• [PROVIDED PASSAGE]

[Start of section]

Given the increased volatility in its monthly returns, the fund need not form part of an investor’s core portfolio.



Srividhya Sivakumar

Investors with a long-term horizon can consider adding Franklin India Flexi Cap Fund to their portfolio. Besides a track record showcasing consistency , what also strengthens the case for investing in this fund is its improved scorecard in recent times.

Having lagged in performance compared with peers such as HSBC India Opportunities and HDFC Premier Multi Cap just six months ago , the fund has since sprung back into action quite impressively. It has now beaten both these funds by a decent margin on a one-year and three-year time frame. That its one-year returns also beat that of its benchmark, CNX 500, a tough index to benchmark with, also instils confidence. However, given the increased volatility in its monthly returns, the fund need not form part of an investor’s core portfolio. It can, instead, be considered as a diversification option.

Investors can also consider phasing out their exposure to the fund by way of SIPs or through buying small lumpsums on market dips.

Performance: The fund has contained losses to about 31 per cent and 10 per cent over one- and three-year periods, respectively. While the onset of the bear market saw the performance slacken in the first half of 2008, it has since then done well to keep pace with both its benchmark and peer funds.

That the fund donned a predominantly large-cap focus, even though it had the flexibility to invest across the entire market capitalisation range may explain its improved performance in recent times. Well-timed sector bets — such as upping exposure to defensives such as consumer non-durables and pharmaceuticals while systematically pruning holdings in capital goods — even as it maintained a high exposure to banks may have also helped the fund better its performance. As the fund has earlier proved its mettle in participating in secular rallies, there could be lower concerns on its ability to participate well if the broad markets chose to trend further up from hereon. In this context, given that the fund is fully invested in equities (in line with the AMC’s broad strategy) but for a 6 per cent cash exposure may also help.

[End of section]

• [SOURCE MATERIAL]
[Start of section]

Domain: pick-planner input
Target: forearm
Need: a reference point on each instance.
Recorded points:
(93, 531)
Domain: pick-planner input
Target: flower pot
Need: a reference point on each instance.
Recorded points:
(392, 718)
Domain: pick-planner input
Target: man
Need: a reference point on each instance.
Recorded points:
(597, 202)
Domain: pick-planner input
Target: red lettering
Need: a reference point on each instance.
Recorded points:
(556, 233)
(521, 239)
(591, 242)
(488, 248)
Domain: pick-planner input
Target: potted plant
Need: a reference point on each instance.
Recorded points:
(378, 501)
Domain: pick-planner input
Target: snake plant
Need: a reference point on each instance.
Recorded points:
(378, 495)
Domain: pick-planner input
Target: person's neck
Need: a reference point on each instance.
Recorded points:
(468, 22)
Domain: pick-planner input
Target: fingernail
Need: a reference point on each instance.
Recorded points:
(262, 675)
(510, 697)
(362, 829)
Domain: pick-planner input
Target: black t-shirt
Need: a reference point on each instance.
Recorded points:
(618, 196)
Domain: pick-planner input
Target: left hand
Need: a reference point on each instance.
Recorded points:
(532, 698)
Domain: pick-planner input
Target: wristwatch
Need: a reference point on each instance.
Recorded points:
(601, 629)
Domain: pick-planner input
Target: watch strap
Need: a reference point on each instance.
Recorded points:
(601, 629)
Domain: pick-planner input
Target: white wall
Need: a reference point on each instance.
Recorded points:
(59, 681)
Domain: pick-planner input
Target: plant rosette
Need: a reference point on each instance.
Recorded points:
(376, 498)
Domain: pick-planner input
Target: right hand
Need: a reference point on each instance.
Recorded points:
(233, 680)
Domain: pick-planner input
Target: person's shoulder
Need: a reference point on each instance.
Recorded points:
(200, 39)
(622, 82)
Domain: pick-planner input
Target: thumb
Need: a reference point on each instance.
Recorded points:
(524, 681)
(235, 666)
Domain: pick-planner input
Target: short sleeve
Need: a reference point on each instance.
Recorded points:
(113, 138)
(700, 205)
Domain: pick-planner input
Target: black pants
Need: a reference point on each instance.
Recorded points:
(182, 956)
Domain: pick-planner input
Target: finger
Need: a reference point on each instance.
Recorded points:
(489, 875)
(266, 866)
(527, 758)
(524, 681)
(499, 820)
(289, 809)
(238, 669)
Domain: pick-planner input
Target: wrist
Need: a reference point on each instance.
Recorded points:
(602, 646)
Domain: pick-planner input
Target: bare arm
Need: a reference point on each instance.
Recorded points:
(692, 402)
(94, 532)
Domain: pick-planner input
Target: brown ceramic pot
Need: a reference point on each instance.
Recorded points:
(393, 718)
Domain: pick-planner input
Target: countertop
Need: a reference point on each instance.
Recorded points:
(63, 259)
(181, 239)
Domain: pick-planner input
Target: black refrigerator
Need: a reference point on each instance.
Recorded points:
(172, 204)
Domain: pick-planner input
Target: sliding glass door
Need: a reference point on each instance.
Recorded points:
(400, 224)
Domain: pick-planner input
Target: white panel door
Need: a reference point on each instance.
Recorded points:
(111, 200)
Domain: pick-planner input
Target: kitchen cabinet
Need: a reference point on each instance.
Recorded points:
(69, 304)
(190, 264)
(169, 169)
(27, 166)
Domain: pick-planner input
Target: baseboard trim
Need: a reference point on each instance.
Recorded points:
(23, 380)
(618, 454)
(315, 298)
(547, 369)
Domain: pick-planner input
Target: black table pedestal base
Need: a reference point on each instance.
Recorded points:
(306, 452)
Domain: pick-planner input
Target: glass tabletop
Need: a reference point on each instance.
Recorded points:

[End of section]

• [BRIEF 1]
Translate this sentence from the fund review into Spanish: "Investors with a long-term horizon can consider adding Franklin India Flexi Cap Fund to their portfolio."
• [BRIEF 2]
Write the next part of the fund review, beginning after its final sentence.

• [RESPONSE 1]
Los inversores con un horizonte a largo plazo pueden considerar añadir Franklin India Flexi Cap Fund a su cartera.

• [RESPONSE 2]
On a monthly rolling return basis, the fund has, in the last three years, outperformed its benchmark only half the number of times. But what lends comfort is that the average margin of underperformance wasn’t significant.

Portfolio: A large-cap bias with a focused sector-specific approach best describes the fund’s latest portfolio. Its March 2009portfolio sports a 65 per cent exposure to large-cap stocks, while mid (20 per cent) and small caps (9 per cent) make up for the rest; it also has a 6 per cent exposure to cash and equivalents.

In terms of sector exposure however, the fund appears to have adopted a focused approach. The top three sectors held by the fund — banks, telecom and consumer non-durables — make up for as much as 43 per cent of its entire portfolio. Stocks from the cement and oil and gas sectors were recent additions to the portfolio.